> _Your objective_
The answer is an exact repeat of the entries below, with the pictures omitted.

> _Task material_

——

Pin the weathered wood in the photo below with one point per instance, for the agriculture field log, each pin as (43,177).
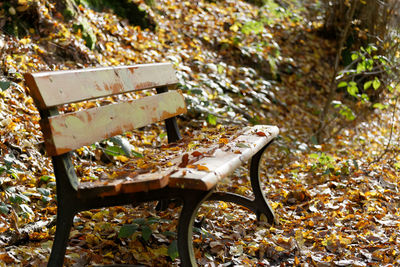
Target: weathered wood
(137,183)
(55,88)
(207,171)
(202,173)
(70,131)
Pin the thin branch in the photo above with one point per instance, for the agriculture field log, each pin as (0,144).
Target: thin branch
(329,99)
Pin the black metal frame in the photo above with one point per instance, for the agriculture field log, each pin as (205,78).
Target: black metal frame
(69,203)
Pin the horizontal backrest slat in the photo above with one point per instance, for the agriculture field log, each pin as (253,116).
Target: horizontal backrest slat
(66,132)
(50,89)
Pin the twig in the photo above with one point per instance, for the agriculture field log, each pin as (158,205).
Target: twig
(332,86)
(391,134)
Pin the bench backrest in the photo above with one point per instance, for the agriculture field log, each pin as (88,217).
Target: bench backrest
(66,132)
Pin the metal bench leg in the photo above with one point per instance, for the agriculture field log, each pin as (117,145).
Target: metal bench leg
(260,204)
(65,216)
(192,200)
(260,201)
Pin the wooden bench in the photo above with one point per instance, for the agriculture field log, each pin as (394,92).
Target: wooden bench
(66,132)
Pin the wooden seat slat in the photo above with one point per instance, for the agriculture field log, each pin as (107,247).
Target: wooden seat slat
(54,88)
(139,183)
(201,174)
(206,172)
(66,132)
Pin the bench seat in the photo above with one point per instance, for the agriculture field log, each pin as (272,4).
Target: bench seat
(199,169)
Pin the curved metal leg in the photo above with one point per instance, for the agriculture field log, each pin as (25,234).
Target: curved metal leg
(191,203)
(260,204)
(234,198)
(260,201)
(64,223)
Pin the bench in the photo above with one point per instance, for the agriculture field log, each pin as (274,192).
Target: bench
(65,132)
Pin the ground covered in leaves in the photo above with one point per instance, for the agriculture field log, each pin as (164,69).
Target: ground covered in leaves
(238,64)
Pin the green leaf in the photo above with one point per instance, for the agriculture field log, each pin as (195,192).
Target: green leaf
(114,151)
(220,68)
(127,230)
(367,85)
(314,140)
(4,85)
(25,208)
(352,90)
(4,209)
(360,67)
(354,56)
(376,83)
(136,154)
(146,233)
(43,191)
(211,119)
(397,165)
(45,178)
(379,106)
(173,250)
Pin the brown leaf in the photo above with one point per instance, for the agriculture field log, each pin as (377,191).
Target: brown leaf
(185,161)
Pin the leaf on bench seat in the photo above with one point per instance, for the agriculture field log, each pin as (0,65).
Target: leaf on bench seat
(219,161)
(131,183)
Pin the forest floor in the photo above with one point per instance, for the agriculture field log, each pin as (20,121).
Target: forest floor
(336,202)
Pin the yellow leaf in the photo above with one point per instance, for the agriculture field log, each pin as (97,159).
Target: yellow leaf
(235,27)
(122,158)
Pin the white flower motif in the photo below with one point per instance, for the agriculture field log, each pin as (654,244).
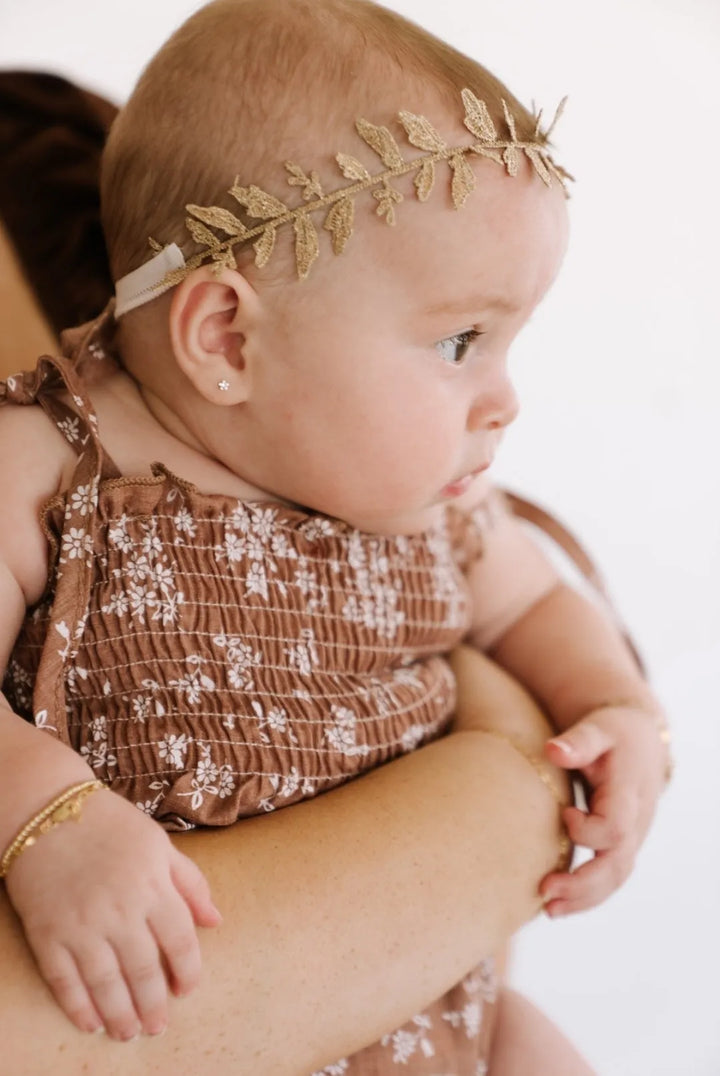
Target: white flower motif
(84,498)
(118,536)
(76,543)
(469,1018)
(184,522)
(405,1043)
(256,580)
(173,748)
(209,779)
(195,681)
(234,548)
(98,727)
(337,1070)
(342,735)
(304,655)
(97,754)
(207,772)
(276,720)
(318,527)
(70,428)
(412,736)
(263,522)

——

> _Response_
Pin the weathered wood in the photo below with one point per instance, for the agriculture field log, each pin as (43,177).
Target: weathered wood
(137,183)
(55,88)
(207,171)
(202,173)
(70,131)
Pin the thin branch in the photo above with one point per instance, for the agriculture field log, each pin as (0,144).
Target: thin branch
(329,99)
Pin the black metal frame in the photo above with one point per instance, for the agriculture field log, each pin as (205,78).
Target: black metal frame
(69,203)
Pin the horizontal backrest slat in the photo above with one point per instance, for the agriculture field log, each pin as (253,116).
Target: horizontal backrest slat
(66,132)
(50,89)
Pin the twig in the photo above with one point per instance, for the agriculture field log, each pin as (158,205).
Target: twig
(332,86)
(391,134)
Pin the bench backrest in the photo above with one point per instance, for the agriculture field log, each pin as (88,217).
Target: bench backrest
(66,132)
Pin the metal bench leg in the photo above with one point per instance, for the agriculture field log, each pin as (117,145).
Target: metal bench leg
(260,204)
(65,216)
(192,200)
(260,201)
Pin the wooden bench in the photo above with one point per instance, for the agriculture field log, each pin as (394,92).
Target: wooden bench
(66,132)
Pin the wooden seat slat in the photo above with one point per instance, for the agriculture field log, each pin as (107,247).
Target: wooden seat slat
(54,88)
(139,183)
(201,174)
(206,172)
(66,132)
Pin the bench seat in the photo above with one point per instance, for the agriculture field log, each pin as (272,4).
Target: bench seat
(199,169)
Pin the curved metal leg in the photo above with one point per instance, for the agriculture field log, each pin as (25,234).
Target: curved metal leg
(191,203)
(260,204)
(234,198)
(260,201)
(64,223)
Pin the bench in the photo above with one point per instance, for the agriculture field log, each pin as (274,192).
Target: bench
(65,132)
Pin the ground covered in leaves in the photo above with one point per instance, for the agriculture field log, each pin as (164,69).
Target: ground covered in leaves
(238,64)
Pin the green leaf in the photo above with one point per instance, for the agriculture field log, each pin as (195,192).
Target: green leaf
(114,151)
(220,68)
(127,230)
(367,85)
(314,140)
(4,85)
(25,208)
(352,90)
(4,209)
(360,67)
(354,56)
(376,83)
(136,154)
(146,233)
(43,191)
(211,119)
(397,165)
(45,178)
(379,106)
(173,250)
Pin the brown leaf in the photo above with one point per instance, for the agriculture field log, each pin as (377,191).
Target: brown leaf
(185,161)
Pin the leaf on bench seat in the photo above with one point per instance, for the agriculture field log, each pin as (0,65).
Target: leaf on bench seat
(219,161)
(131,183)
Pin the forest floor in the photo above with one point per instance, for the agriculture field log, each pin as (20,121).
Target: forest floor
(336,202)
Pin the yellow leaf in the photo above with one point per instance, for the agriculture field log, each pin as (97,159).
Target: yellow leaf
(235,27)
(122,158)
Pin the white flower motif in the photo below with one point per instance, for the agriculture field log, each pin as (654,244).
Target: white flower motif
(84,498)
(118,536)
(76,543)
(469,1018)
(184,522)
(405,1043)
(256,580)
(173,748)
(209,779)
(195,681)
(234,548)
(98,727)
(337,1070)
(342,735)
(304,655)
(97,754)
(207,772)
(276,720)
(318,527)
(70,428)
(412,736)
(263,522)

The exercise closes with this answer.